Tuesday, June 26, 2007


Well, not much new to really report. Karinne is wrapping up a fieldtrip to volcanoes in Costa Rica today. I am up in Boquete helping a bit with coffee training for the new group, getting info and making connections for the coffee guys in our site, and doing a bit of work on my own coffee research project.
It is cold here, and sprinking rain, very strange, and welcome actually. I went all day yesterday without sweating, which is an incredible accomplishment. I also got as whacked out on coffee as I have anytime recently, and it was fun, but not really worth it. Though I was drinking the local Geisha, likely the stuff that got second in the best of Panama competition, and also the coffee that got third, and Los Lajones... I just could not stop untill I had trouble focusing my eyes.
We are off to Bocas del Toro tomorrow, to have a brief vacation and visit a couple other volunteers. I look forward to it.

> TASK SET
- 1) Answer these from the blog entry:
(a) What is Karinne doing today?
(b) Which local coffee was the writer drinking?
(c) Where is the writer going tomorrow?
- 2) Using the blog entry, explain in one to three sentences why the writer is going to Bocas del Toro.
- 3) In the blog entry, repeat everything from "Well, not much" down to "focusing my eyes.".
The records have no connection to the blog entry.

> DATA PROVIDED
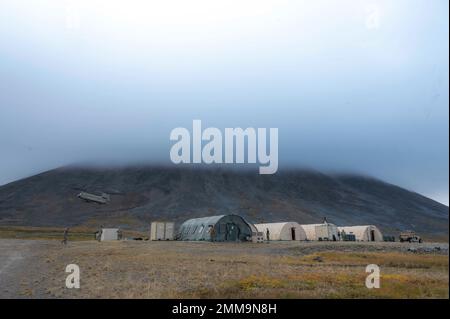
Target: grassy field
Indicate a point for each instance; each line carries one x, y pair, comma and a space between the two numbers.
130, 269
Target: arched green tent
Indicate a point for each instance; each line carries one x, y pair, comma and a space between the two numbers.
216, 228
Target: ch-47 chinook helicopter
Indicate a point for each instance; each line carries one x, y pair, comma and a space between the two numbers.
100, 199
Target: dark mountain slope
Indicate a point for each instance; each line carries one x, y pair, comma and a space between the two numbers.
142, 194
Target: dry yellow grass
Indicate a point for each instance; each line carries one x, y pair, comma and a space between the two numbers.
214, 270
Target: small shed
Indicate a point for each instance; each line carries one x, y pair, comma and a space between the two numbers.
363, 233
161, 231
216, 228
282, 231
325, 231
109, 234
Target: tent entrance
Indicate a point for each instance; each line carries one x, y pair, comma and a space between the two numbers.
232, 233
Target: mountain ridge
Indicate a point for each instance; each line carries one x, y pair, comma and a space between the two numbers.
140, 194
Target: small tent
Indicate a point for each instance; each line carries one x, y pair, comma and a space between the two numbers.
363, 233
109, 234
325, 231
161, 231
216, 228
282, 231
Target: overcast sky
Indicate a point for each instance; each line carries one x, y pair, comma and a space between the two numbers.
352, 85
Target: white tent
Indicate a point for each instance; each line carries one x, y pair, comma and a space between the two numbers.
109, 234
282, 231
161, 231
325, 231
363, 233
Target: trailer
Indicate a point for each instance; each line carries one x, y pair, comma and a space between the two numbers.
162, 231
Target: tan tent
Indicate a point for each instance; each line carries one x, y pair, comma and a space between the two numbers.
325, 231
363, 233
282, 231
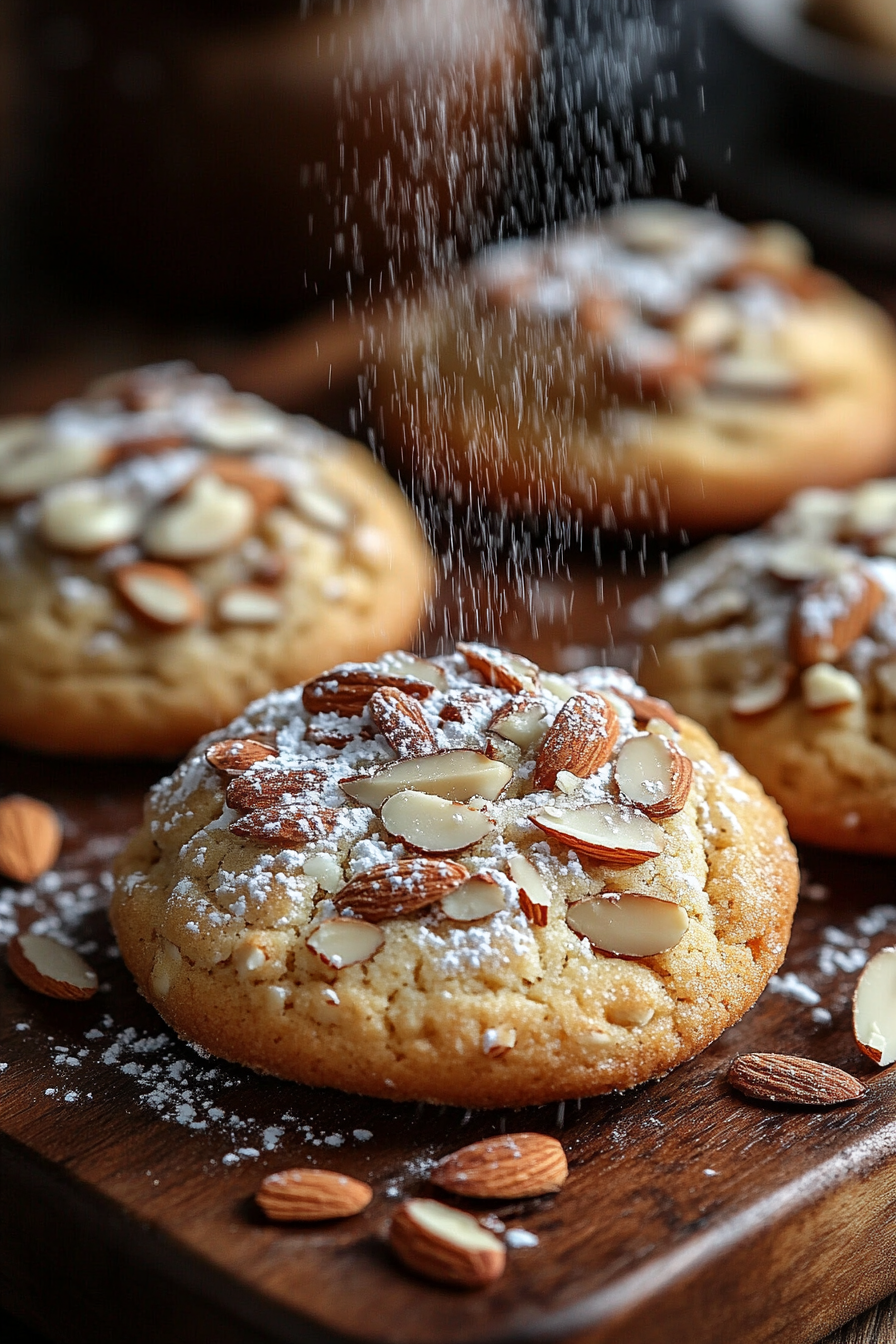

> RESPONSES IN ORDER
- 1)
(a) She is finishing a field trip to volcanoes in Costa Rica.
(b) The local Geisha.
(c) Bocas del Toro.

- 2) The writer is going to Bocas del Toro for a brief vacation and to visit a couple of other volunteers.

- 3)
Well, not much new to really report. Karinne is wrapping up a fieldtrip to volcanoes in Costa Rica today. I am up in Boquete helping a bit with coffee training for the new group, getting info and making connections for the coffee guys in our site, and doing a bit of work on my own coffee research project.
It is cold here, and sprinking rain, very strange, and welcome actually. I went all day yesterday without sweating, which is an incredible accomplishment. I also got as whacked out on coffee as I have anytime recently, and it was fun, but not really worth it. Though I was drinking the local Geisha, likely the stuff that got second in the best of Panama competition, and also the coffee that got third, and Los Lajones... I just could not stop untill I had trouble focusing my eyes.